> Provided records
════════════════════

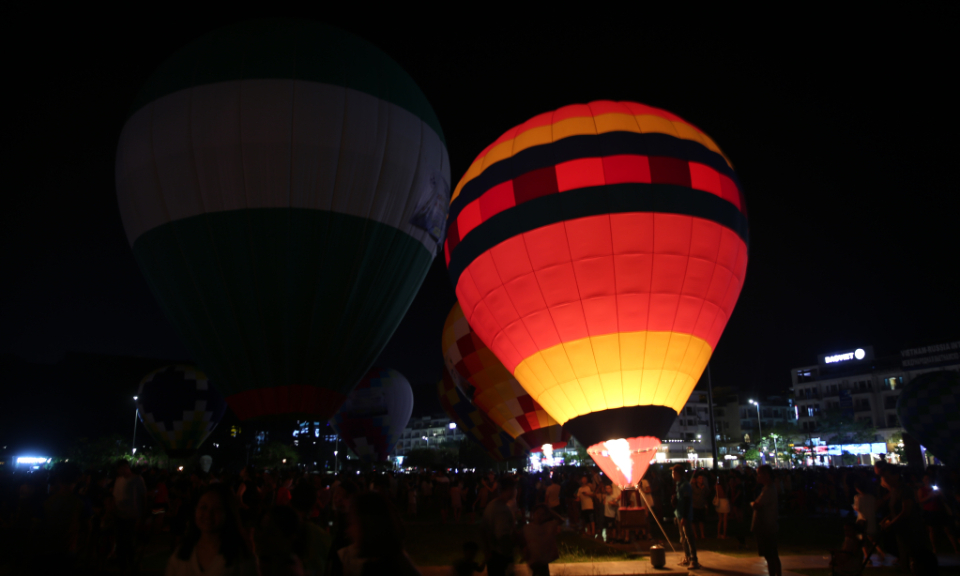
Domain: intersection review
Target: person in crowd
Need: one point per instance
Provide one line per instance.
(540, 540)
(498, 530)
(442, 487)
(283, 492)
(683, 512)
(611, 505)
(766, 510)
(312, 543)
(585, 495)
(456, 499)
(376, 533)
(411, 498)
(426, 491)
(467, 564)
(700, 500)
(130, 502)
(738, 509)
(905, 522)
(849, 558)
(552, 496)
(723, 508)
(865, 505)
(214, 544)
(934, 514)
(61, 520)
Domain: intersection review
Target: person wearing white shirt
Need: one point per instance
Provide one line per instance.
(585, 496)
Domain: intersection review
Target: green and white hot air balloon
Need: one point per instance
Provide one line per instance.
(283, 185)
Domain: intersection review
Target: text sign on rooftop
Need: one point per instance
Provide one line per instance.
(847, 356)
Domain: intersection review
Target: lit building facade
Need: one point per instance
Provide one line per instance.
(860, 386)
(427, 432)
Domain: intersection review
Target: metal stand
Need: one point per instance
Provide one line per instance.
(650, 509)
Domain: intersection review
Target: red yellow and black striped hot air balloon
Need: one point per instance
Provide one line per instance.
(599, 250)
(475, 424)
(493, 389)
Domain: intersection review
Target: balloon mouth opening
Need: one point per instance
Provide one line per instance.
(551, 447)
(625, 460)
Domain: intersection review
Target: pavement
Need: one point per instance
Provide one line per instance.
(713, 563)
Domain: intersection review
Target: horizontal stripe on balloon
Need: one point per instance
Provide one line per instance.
(592, 201)
(653, 422)
(247, 289)
(613, 371)
(288, 48)
(584, 119)
(589, 172)
(486, 382)
(276, 144)
(582, 147)
(601, 275)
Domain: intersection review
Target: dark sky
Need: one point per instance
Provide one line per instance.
(842, 129)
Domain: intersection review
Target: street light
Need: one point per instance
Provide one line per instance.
(136, 416)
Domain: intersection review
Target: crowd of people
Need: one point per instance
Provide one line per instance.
(294, 522)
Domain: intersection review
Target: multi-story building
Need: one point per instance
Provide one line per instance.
(861, 386)
(735, 419)
(427, 431)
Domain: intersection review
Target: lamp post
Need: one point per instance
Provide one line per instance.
(759, 425)
(136, 416)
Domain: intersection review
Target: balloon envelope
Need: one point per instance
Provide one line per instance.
(625, 460)
(283, 185)
(475, 424)
(929, 409)
(599, 250)
(487, 383)
(375, 414)
(179, 408)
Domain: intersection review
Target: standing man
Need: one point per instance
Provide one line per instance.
(497, 530)
(585, 495)
(130, 499)
(552, 496)
(765, 521)
(683, 511)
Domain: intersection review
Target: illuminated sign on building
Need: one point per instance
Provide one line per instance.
(848, 356)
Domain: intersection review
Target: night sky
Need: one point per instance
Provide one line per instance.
(842, 129)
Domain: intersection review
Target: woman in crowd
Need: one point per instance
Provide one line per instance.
(376, 531)
(723, 507)
(214, 544)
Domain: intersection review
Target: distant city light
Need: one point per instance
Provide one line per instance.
(32, 460)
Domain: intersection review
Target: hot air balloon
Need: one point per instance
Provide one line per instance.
(599, 250)
(484, 380)
(283, 185)
(375, 414)
(929, 409)
(475, 424)
(179, 408)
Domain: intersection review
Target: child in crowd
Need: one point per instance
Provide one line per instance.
(611, 503)
(540, 538)
(467, 565)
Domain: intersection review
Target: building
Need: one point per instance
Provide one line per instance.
(427, 431)
(858, 385)
(735, 419)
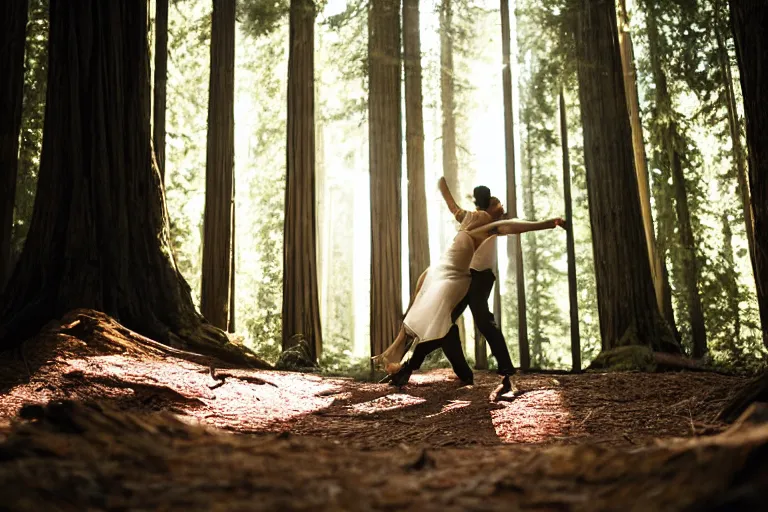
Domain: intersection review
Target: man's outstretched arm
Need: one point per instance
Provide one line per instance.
(457, 212)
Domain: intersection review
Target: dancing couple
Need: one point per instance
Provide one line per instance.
(463, 277)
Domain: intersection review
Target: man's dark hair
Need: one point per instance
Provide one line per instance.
(482, 197)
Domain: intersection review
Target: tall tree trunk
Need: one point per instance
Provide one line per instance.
(638, 146)
(385, 154)
(626, 298)
(99, 233)
(161, 72)
(301, 309)
(569, 242)
(670, 143)
(748, 21)
(514, 247)
(13, 24)
(418, 232)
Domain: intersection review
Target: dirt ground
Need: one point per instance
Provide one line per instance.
(610, 441)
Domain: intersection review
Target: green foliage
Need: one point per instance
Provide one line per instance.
(33, 116)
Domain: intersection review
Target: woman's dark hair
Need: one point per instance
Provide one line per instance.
(482, 197)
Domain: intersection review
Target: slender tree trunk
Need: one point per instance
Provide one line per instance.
(99, 233)
(627, 305)
(418, 232)
(638, 146)
(748, 21)
(731, 286)
(13, 24)
(385, 147)
(219, 169)
(301, 310)
(161, 72)
(670, 144)
(514, 247)
(569, 242)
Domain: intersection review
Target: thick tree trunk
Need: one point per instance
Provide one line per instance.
(569, 242)
(161, 72)
(385, 155)
(514, 247)
(13, 24)
(99, 234)
(670, 143)
(219, 168)
(418, 232)
(301, 308)
(627, 305)
(748, 21)
(638, 146)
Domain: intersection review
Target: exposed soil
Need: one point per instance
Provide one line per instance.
(572, 442)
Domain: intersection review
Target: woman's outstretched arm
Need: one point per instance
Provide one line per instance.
(517, 226)
(457, 212)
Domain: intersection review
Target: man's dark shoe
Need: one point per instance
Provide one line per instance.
(502, 388)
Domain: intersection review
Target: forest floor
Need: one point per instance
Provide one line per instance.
(142, 428)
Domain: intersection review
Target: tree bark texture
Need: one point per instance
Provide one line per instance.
(447, 98)
(670, 142)
(161, 73)
(626, 298)
(13, 25)
(638, 146)
(219, 168)
(569, 242)
(99, 233)
(749, 19)
(418, 231)
(385, 155)
(301, 306)
(514, 247)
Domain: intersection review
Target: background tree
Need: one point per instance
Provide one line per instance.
(161, 73)
(301, 314)
(418, 231)
(13, 16)
(385, 150)
(219, 169)
(748, 21)
(98, 237)
(626, 300)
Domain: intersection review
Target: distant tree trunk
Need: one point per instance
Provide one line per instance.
(641, 166)
(301, 309)
(13, 24)
(219, 168)
(748, 21)
(447, 98)
(161, 72)
(385, 147)
(670, 143)
(569, 242)
(99, 234)
(730, 285)
(627, 305)
(418, 232)
(514, 247)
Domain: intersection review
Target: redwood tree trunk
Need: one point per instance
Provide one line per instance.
(670, 142)
(385, 155)
(219, 168)
(626, 299)
(418, 231)
(514, 247)
(748, 21)
(301, 308)
(13, 24)
(161, 72)
(99, 233)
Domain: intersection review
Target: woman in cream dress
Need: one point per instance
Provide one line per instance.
(444, 285)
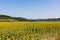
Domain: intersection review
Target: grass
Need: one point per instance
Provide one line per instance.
(30, 30)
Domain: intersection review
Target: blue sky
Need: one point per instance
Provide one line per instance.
(31, 8)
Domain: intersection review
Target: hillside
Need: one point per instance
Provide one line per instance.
(5, 18)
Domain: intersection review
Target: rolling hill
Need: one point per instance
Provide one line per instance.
(6, 18)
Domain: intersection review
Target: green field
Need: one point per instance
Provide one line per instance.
(30, 30)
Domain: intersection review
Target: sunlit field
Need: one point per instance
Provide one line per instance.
(30, 30)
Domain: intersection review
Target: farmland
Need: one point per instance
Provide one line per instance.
(30, 30)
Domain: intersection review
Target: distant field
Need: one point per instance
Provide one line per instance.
(30, 30)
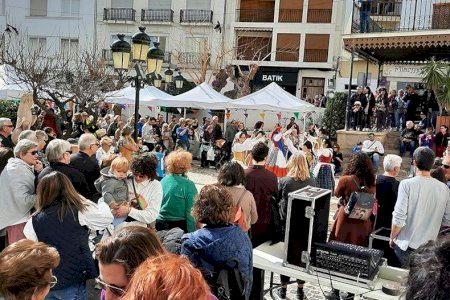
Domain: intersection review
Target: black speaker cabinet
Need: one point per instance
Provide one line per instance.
(306, 224)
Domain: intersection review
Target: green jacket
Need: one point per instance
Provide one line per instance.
(178, 199)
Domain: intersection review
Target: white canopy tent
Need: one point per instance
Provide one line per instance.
(202, 96)
(127, 96)
(273, 98)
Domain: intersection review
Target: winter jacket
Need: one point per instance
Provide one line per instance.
(171, 239)
(219, 244)
(113, 190)
(17, 192)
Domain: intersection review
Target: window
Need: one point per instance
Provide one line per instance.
(198, 4)
(70, 7)
(69, 47)
(159, 4)
(122, 3)
(37, 44)
(2, 7)
(38, 7)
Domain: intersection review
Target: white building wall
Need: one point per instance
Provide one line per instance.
(307, 69)
(54, 26)
(176, 33)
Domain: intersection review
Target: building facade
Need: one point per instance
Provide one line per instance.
(395, 37)
(295, 42)
(58, 26)
(184, 29)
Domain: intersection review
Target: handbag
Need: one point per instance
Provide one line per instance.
(360, 204)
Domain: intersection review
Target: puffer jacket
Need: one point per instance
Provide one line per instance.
(219, 244)
(112, 189)
(17, 190)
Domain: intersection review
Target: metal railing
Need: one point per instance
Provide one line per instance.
(196, 16)
(157, 15)
(287, 55)
(316, 55)
(255, 15)
(396, 15)
(319, 15)
(119, 14)
(290, 16)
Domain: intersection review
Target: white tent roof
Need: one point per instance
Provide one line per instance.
(272, 98)
(202, 96)
(127, 95)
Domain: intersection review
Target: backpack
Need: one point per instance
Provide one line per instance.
(360, 204)
(226, 281)
(239, 218)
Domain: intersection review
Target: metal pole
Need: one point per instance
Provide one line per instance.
(379, 73)
(137, 83)
(347, 111)
(367, 73)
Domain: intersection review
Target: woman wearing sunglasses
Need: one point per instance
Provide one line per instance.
(17, 189)
(120, 255)
(26, 270)
(62, 220)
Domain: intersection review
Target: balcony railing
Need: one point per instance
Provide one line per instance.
(254, 15)
(196, 16)
(157, 15)
(290, 16)
(316, 55)
(287, 55)
(396, 15)
(319, 15)
(119, 14)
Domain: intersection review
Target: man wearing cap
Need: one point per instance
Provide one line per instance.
(6, 128)
(374, 149)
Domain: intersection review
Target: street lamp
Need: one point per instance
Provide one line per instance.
(141, 54)
(121, 50)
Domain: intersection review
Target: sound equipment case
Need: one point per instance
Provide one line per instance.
(306, 223)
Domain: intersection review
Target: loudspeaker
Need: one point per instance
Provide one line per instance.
(306, 224)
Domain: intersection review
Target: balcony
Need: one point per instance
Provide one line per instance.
(196, 16)
(287, 55)
(316, 55)
(254, 15)
(290, 16)
(396, 15)
(157, 15)
(119, 14)
(319, 15)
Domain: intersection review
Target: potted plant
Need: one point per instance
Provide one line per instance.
(436, 76)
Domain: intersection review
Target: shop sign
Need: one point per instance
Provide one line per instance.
(403, 71)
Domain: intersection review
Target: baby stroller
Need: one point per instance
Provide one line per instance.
(220, 153)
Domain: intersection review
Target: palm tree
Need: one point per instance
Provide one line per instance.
(436, 76)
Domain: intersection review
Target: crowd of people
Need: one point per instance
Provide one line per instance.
(95, 192)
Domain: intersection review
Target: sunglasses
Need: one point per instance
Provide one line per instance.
(53, 282)
(113, 289)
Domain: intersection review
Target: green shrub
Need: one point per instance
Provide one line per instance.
(334, 118)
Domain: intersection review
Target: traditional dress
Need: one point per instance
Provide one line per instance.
(276, 162)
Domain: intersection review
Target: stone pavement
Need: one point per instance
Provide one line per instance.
(202, 177)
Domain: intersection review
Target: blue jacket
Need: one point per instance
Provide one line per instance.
(220, 244)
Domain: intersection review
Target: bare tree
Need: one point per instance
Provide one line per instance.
(58, 78)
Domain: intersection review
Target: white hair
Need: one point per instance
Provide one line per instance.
(391, 161)
(4, 121)
(56, 149)
(29, 135)
(86, 140)
(23, 146)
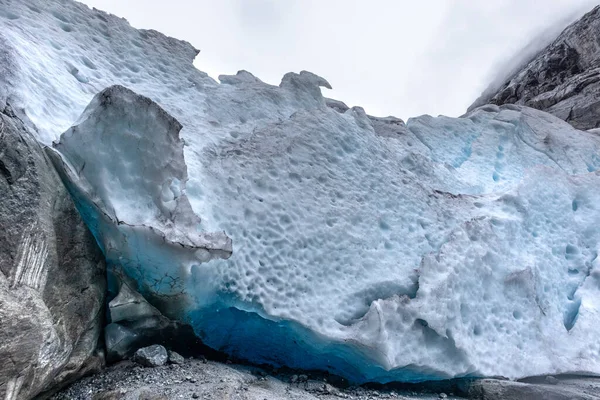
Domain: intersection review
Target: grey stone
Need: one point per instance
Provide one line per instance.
(151, 356)
(564, 389)
(52, 273)
(563, 79)
(175, 358)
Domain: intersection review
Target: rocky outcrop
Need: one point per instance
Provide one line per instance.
(563, 79)
(52, 280)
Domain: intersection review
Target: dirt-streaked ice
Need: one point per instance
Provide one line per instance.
(373, 249)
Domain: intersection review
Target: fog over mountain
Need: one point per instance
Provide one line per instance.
(397, 58)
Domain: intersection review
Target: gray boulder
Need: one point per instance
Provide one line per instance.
(563, 79)
(151, 356)
(52, 274)
(175, 358)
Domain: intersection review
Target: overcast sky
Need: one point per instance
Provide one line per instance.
(393, 57)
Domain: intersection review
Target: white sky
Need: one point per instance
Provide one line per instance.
(393, 57)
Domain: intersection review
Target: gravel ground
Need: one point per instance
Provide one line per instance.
(203, 379)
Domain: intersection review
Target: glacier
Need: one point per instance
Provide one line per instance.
(373, 249)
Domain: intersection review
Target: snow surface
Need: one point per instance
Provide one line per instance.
(377, 250)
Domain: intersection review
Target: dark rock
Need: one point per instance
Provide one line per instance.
(565, 389)
(175, 358)
(151, 356)
(563, 79)
(52, 280)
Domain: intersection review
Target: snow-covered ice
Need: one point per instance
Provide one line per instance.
(371, 248)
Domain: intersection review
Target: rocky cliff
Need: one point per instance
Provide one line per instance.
(563, 79)
(52, 274)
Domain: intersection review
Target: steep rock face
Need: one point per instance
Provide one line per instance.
(52, 282)
(563, 79)
(374, 249)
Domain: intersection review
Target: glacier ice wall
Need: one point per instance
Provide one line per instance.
(375, 249)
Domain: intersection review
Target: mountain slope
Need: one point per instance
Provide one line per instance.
(563, 79)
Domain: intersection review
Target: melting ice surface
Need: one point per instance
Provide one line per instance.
(377, 250)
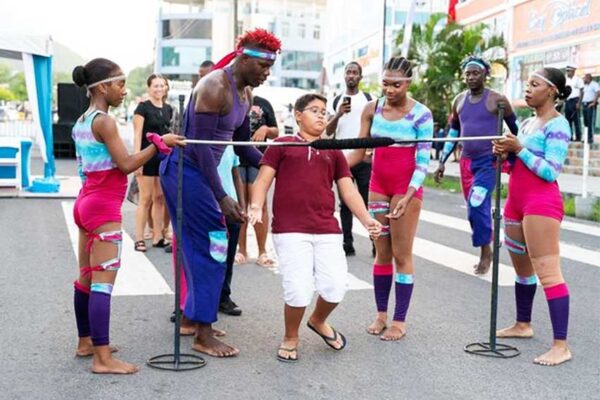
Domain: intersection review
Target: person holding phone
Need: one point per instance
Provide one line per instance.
(344, 123)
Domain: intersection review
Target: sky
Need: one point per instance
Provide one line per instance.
(120, 30)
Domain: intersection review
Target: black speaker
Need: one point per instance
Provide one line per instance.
(72, 102)
(64, 147)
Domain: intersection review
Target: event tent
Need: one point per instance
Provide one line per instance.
(36, 53)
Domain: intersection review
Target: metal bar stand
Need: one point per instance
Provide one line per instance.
(178, 361)
(492, 348)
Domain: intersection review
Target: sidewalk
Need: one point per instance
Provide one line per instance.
(568, 183)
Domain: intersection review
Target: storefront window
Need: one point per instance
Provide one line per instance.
(302, 60)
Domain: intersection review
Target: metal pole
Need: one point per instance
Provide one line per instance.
(178, 238)
(497, 219)
(586, 161)
(383, 33)
(408, 28)
(235, 16)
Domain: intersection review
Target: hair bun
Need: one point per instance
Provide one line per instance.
(565, 93)
(79, 75)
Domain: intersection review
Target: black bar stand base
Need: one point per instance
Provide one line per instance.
(498, 350)
(178, 361)
(185, 362)
(491, 348)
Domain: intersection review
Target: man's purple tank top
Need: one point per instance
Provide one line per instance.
(476, 120)
(227, 124)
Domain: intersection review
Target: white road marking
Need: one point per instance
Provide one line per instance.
(137, 275)
(567, 251)
(450, 258)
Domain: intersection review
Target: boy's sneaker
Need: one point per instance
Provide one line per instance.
(349, 249)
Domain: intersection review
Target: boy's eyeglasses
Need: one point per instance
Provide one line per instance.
(317, 111)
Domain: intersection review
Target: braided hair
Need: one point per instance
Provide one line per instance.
(399, 63)
(474, 60)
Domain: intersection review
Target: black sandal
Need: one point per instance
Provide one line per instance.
(329, 340)
(140, 245)
(161, 243)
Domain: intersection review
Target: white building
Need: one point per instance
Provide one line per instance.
(191, 31)
(355, 32)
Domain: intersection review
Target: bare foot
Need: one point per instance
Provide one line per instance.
(104, 363)
(207, 344)
(85, 348)
(219, 332)
(520, 330)
(377, 327)
(557, 355)
(187, 330)
(288, 351)
(396, 331)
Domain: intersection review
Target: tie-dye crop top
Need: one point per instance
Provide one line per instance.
(545, 149)
(417, 124)
(91, 155)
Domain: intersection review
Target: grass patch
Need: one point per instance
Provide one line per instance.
(596, 213)
(452, 184)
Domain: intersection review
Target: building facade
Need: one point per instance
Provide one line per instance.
(190, 32)
(540, 33)
(355, 33)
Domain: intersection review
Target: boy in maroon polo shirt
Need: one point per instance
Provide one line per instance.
(307, 237)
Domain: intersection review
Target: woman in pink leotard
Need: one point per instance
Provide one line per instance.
(103, 164)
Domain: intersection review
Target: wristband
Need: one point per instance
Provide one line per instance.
(157, 141)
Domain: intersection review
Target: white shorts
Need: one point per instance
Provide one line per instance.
(309, 261)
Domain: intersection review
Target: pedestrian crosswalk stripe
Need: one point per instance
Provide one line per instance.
(449, 257)
(137, 275)
(568, 251)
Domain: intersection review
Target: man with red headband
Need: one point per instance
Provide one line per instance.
(218, 110)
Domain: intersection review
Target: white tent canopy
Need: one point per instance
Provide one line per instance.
(36, 52)
(11, 42)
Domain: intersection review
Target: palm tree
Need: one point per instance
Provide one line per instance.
(437, 50)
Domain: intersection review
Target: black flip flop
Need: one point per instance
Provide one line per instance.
(287, 360)
(329, 339)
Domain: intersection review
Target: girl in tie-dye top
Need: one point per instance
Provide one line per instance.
(103, 164)
(534, 210)
(396, 184)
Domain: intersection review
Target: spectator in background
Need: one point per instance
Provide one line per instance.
(346, 111)
(263, 125)
(573, 103)
(152, 115)
(591, 93)
(438, 133)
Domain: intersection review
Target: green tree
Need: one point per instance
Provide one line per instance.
(136, 80)
(437, 49)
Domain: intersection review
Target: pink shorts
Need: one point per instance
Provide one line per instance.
(392, 171)
(529, 194)
(100, 199)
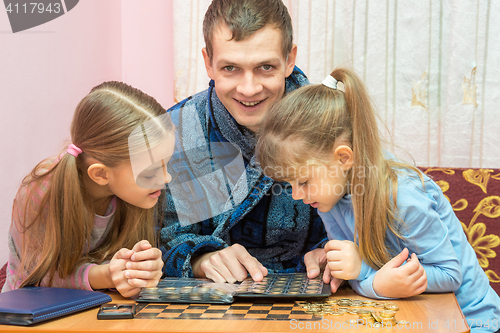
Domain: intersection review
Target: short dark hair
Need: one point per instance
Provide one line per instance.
(245, 17)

════════════════════

> Work required
If a line of the entries holds the word "metal", copy it out.

> Task output
Target: metal stand
Target: metal railing
Target: metal pole
Target: metal bar stand
Target: metal pole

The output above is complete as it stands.